-- START OF Data for this exercise --
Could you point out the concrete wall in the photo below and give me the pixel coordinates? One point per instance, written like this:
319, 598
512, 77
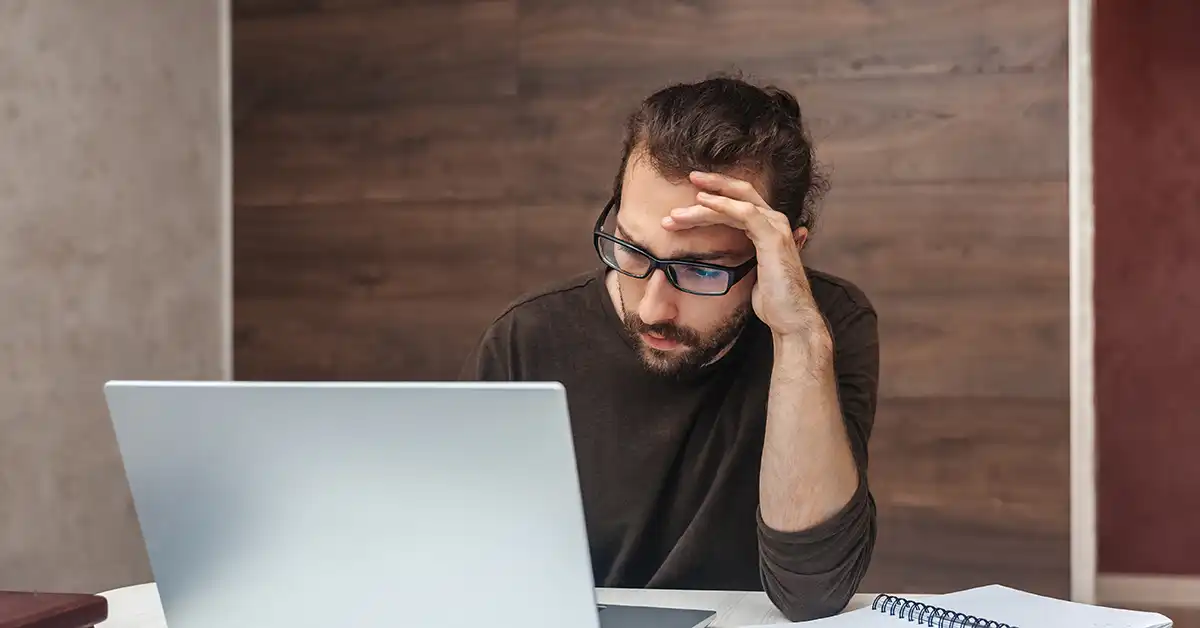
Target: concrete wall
112, 261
-- END OF Data for this exercise --
Set problem
Count the lines in the entries above that contain the string "wall", matching case exactly, and reply with the number alone.

Solved exercise
2